=== To do ===
Copy out exactly the lines below that run from the one holding "form: [98, 370]." to the one holding "form: [70, 330].", keeping both of those lines and no others.

++++ Excerpted records

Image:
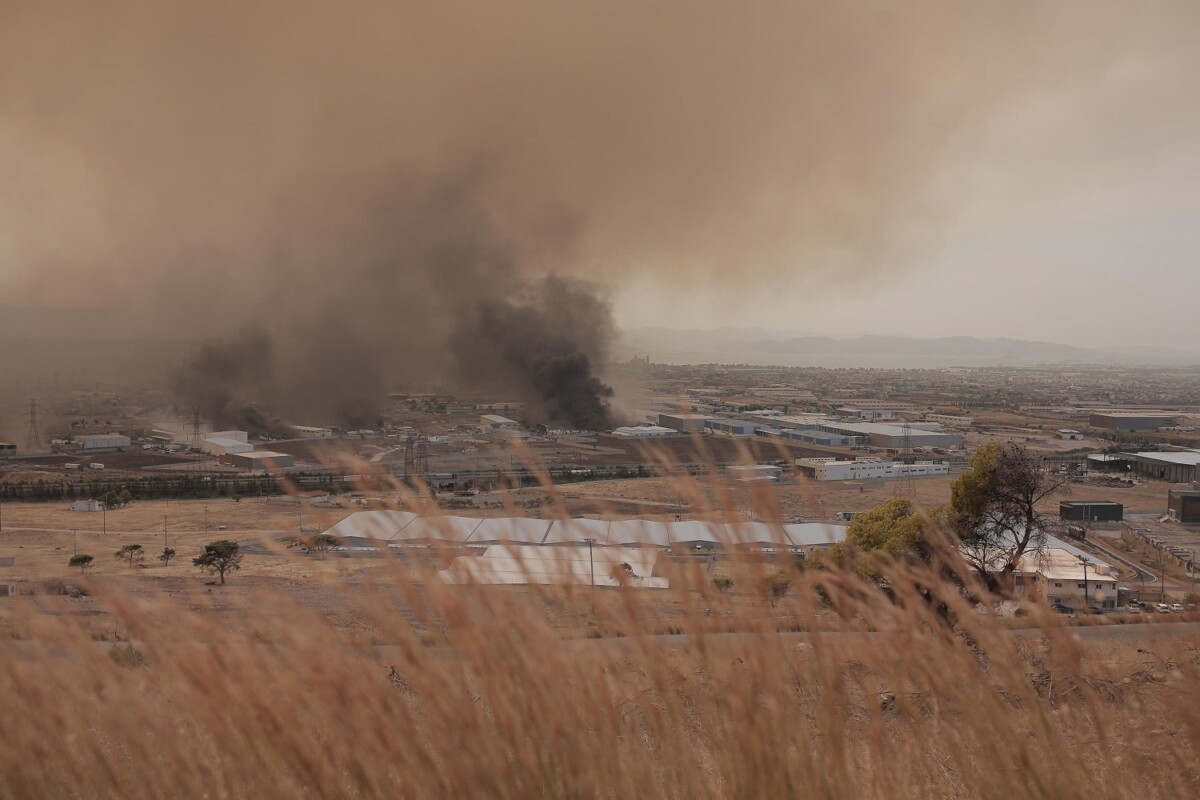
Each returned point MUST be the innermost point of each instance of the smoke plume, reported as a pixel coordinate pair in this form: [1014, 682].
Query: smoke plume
[550, 338]
[365, 181]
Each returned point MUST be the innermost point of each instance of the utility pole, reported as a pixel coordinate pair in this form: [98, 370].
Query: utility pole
[1087, 595]
[592, 570]
[33, 435]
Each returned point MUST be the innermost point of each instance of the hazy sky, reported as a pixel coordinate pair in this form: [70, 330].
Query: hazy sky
[1006, 168]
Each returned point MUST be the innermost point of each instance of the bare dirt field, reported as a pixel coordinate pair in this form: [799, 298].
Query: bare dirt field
[246, 515]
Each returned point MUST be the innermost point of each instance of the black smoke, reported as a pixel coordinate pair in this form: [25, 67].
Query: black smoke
[545, 343]
[221, 379]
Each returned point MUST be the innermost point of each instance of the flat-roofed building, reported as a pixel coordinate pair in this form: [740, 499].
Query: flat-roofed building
[1132, 421]
[1174, 467]
[312, 432]
[731, 427]
[684, 422]
[828, 469]
[894, 435]
[102, 441]
[1183, 504]
[1091, 511]
[754, 473]
[261, 459]
[645, 431]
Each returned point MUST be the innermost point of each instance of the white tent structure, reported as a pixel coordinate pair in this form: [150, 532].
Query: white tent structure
[598, 566]
[402, 528]
[579, 551]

++++++++

=== Exercise result ===
Each returned point MUST be the innermost point of each instance of the utility pole, reported as a pixel coordinate pair in this form: [98, 370].
Query: utility pole
[1087, 595]
[592, 570]
[33, 435]
Each returned point MUST be the innermost point of each instance of the hazy sky, reported as a pixel coordinate pair in this form: [70, 330].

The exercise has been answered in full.